We don’t know which of his thoughts Eichmann wrote down on the Lüneberg Heath, because—so he claimed in Argentina, at least—he burned first his recollections, and then even the statistics, not wishing to travel with them once he left his hiding place.10 The people who met Otto Heninger in the Miele-Kohlenberg district forestry, and then in Altensalzkoth, had no idea about his fears and his inner turmoil. They met a pleasant man who didn’t drink or gamble, organized a fair distribution of rations, knew his way around the “red tape,” was intelligent and polite, and paid his rent on time. This charming man with the slight Viennese accent clearly didn’t have a provincial upbringing. “He was such a quiet, unassuming person. On warm summer evenings he often played his violin for us. He played Mozart, Schubert, Bach and Beethoven,” one of the village women told journalists in 1960.11 The men of the area also thought highly of the newcomer: his general technical knowledge meant he could fix broken equipment, and he was the only one in the area with a radio, on which he particularly liked to follow the news. Otto Heninger was a sort of man for all seasons, and although it sounds like a terrible cliché, even the children loved him: he helped tutor them and gave them chocolate.12 It is unlikely that anyone knew who Otto Heninger really was. The members of this little village community let him into their lives, rented him rooms and fields, drove his chickens to market, bought his eggs, and respected his reserved manner. At this time, shortly after the war, nobody liked to ask too many questions.13 Eichmann, however, had none too high an opinion of the villagers. “I wasn’t able to read anything more challenging than a children’s story without making the simple folk around me suspicious.”14 Although Hannah Arendt had not heard this striking statement, she was nevertheless quite right to suppose that Eichmann must have been “bored to death” on the Lüneberg Heath.15 One distinct advantage was that at least he wasn’t making attempts on other people’s lives.

- [Dataset content]
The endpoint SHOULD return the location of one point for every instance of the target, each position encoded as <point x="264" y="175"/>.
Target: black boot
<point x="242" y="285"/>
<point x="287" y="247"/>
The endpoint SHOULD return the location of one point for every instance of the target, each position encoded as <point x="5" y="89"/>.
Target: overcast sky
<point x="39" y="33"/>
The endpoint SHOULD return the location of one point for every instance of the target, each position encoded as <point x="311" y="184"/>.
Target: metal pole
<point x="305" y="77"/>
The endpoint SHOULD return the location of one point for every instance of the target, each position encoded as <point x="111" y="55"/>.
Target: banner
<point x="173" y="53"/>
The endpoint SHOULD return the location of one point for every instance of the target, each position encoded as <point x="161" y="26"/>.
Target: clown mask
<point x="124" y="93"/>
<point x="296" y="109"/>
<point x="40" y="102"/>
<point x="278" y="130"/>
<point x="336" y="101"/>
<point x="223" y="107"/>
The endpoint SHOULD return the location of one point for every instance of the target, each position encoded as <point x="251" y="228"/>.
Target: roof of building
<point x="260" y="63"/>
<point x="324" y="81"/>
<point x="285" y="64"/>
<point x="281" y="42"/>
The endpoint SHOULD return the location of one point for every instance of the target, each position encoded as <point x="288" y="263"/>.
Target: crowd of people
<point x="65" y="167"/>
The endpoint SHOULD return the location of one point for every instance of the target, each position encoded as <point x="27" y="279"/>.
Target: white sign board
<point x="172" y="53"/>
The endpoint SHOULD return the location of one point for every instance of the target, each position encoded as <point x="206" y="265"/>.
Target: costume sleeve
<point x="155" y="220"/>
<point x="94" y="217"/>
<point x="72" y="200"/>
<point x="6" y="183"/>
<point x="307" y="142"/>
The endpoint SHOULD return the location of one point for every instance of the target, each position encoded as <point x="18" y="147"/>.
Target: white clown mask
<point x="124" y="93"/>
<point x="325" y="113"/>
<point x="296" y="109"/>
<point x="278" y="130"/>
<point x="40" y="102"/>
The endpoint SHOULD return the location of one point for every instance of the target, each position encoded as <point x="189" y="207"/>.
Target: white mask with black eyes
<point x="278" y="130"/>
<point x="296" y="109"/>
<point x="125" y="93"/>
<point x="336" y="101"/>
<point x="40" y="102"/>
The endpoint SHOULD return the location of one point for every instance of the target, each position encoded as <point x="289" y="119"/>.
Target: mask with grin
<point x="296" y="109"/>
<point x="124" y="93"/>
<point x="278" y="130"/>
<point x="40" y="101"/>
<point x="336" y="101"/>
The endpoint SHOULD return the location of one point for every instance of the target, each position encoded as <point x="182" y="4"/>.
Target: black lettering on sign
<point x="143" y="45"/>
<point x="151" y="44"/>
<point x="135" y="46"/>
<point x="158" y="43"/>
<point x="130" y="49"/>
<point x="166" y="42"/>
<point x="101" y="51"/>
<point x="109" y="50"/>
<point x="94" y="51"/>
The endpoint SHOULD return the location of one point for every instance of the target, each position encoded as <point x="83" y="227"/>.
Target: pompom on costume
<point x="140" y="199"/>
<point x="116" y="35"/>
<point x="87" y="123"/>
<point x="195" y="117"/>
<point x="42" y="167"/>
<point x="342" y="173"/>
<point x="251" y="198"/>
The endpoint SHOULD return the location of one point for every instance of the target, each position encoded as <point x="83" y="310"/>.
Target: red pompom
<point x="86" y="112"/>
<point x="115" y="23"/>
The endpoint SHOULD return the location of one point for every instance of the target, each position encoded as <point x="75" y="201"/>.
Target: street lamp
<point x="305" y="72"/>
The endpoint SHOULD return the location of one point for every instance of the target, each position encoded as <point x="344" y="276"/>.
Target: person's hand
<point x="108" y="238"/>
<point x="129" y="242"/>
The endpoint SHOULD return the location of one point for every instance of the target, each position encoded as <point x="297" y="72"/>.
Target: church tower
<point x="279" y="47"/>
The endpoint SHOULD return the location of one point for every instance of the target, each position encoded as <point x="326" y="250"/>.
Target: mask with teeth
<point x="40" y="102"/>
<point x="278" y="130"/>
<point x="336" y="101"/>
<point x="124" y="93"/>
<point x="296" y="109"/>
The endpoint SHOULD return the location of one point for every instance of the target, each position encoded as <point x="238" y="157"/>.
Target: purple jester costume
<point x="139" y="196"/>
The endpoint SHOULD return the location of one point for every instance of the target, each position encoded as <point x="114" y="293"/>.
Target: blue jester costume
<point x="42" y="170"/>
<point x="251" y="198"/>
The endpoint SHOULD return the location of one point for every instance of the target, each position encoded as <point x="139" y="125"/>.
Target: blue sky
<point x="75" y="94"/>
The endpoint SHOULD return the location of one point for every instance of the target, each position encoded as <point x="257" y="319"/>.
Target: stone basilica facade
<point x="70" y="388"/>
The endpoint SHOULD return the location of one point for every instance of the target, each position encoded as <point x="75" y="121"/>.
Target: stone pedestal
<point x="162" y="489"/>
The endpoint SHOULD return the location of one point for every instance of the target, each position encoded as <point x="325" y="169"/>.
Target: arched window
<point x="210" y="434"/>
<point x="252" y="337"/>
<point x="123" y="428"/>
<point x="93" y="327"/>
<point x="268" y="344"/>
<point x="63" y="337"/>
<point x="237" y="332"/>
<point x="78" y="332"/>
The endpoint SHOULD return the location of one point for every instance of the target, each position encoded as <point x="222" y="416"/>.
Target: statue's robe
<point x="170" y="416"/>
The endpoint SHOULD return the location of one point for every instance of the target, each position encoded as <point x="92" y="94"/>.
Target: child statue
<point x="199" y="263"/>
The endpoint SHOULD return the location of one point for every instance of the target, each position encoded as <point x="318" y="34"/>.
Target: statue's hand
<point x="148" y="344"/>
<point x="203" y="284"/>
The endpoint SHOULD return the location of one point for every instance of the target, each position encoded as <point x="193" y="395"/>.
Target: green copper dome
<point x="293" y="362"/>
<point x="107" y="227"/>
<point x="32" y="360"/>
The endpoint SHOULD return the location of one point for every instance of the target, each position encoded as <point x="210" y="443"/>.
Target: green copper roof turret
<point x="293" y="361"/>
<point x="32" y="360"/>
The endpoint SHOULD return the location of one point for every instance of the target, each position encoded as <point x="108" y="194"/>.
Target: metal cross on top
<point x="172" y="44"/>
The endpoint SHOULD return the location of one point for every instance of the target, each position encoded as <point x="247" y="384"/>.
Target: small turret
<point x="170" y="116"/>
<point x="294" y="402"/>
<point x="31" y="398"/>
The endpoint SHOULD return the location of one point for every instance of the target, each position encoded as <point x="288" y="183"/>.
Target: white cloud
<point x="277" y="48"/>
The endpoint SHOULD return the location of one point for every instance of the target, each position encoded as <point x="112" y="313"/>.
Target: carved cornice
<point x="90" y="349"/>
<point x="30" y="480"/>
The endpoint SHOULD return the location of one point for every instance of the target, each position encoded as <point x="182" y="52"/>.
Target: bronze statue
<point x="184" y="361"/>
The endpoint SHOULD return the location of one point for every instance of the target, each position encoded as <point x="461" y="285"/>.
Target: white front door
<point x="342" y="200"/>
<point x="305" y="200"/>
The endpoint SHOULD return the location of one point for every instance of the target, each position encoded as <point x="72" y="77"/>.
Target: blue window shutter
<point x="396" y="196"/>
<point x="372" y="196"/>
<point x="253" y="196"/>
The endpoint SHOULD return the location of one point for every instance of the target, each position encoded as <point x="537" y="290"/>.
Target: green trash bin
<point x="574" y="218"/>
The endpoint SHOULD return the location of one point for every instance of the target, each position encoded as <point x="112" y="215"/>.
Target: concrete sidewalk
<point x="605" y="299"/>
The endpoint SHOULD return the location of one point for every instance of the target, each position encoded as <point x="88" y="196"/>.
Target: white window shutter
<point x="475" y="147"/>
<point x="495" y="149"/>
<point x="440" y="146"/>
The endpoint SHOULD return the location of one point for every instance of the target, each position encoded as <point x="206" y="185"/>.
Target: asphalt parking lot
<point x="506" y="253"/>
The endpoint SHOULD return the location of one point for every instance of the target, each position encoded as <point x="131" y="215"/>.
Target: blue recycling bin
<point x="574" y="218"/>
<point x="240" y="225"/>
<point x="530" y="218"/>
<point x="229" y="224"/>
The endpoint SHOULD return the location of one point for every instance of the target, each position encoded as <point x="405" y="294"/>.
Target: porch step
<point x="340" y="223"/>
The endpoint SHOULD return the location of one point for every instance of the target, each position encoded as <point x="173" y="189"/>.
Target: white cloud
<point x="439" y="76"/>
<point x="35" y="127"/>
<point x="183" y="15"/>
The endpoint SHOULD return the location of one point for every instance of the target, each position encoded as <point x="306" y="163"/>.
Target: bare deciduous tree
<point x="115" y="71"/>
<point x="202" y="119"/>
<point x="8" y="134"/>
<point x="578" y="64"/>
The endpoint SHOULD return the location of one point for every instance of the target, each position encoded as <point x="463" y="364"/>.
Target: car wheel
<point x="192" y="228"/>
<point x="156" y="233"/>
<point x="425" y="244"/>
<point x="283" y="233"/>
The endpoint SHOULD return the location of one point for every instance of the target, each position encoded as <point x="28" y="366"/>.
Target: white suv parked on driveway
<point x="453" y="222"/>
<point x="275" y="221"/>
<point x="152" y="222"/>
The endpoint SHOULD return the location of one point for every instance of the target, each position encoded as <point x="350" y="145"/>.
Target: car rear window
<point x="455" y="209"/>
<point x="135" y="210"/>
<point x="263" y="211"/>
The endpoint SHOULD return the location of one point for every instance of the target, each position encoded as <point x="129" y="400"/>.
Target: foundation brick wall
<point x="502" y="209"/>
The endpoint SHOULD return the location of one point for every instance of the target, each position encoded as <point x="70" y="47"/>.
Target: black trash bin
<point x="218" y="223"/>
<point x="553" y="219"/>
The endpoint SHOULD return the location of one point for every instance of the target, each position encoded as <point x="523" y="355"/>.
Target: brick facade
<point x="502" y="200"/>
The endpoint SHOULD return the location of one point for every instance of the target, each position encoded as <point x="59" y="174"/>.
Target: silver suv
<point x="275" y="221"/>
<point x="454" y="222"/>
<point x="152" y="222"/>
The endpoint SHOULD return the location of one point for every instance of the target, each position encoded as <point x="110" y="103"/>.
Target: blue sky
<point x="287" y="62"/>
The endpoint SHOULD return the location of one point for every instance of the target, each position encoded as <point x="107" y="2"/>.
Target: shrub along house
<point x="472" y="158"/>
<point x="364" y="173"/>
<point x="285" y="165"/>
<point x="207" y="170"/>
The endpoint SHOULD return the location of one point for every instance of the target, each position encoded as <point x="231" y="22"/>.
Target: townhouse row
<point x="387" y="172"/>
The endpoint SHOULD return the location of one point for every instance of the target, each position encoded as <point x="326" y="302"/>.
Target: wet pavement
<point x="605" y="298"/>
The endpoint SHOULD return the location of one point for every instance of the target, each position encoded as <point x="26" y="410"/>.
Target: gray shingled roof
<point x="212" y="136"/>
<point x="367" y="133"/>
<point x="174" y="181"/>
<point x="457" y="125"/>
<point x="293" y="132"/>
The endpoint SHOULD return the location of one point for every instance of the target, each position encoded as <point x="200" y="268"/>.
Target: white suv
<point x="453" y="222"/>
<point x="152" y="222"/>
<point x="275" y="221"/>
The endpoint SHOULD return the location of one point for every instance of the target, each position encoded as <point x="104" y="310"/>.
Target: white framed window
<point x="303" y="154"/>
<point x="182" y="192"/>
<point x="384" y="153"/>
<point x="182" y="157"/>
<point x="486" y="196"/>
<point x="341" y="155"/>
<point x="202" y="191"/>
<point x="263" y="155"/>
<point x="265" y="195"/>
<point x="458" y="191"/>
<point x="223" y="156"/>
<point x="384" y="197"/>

- [Exercise A] Name every composer whose music the passage on Eichmann's time on the Lüneberg Heath says he played on his violin.
- [Exercise B] Filter the entries, keeping every line that contains the word "brick". Case counts.

- [Full solution A] Mozart, Schubert, Bach, Beethoven

- [Full solution B]
Target: foundation brick wall
Target: brick facade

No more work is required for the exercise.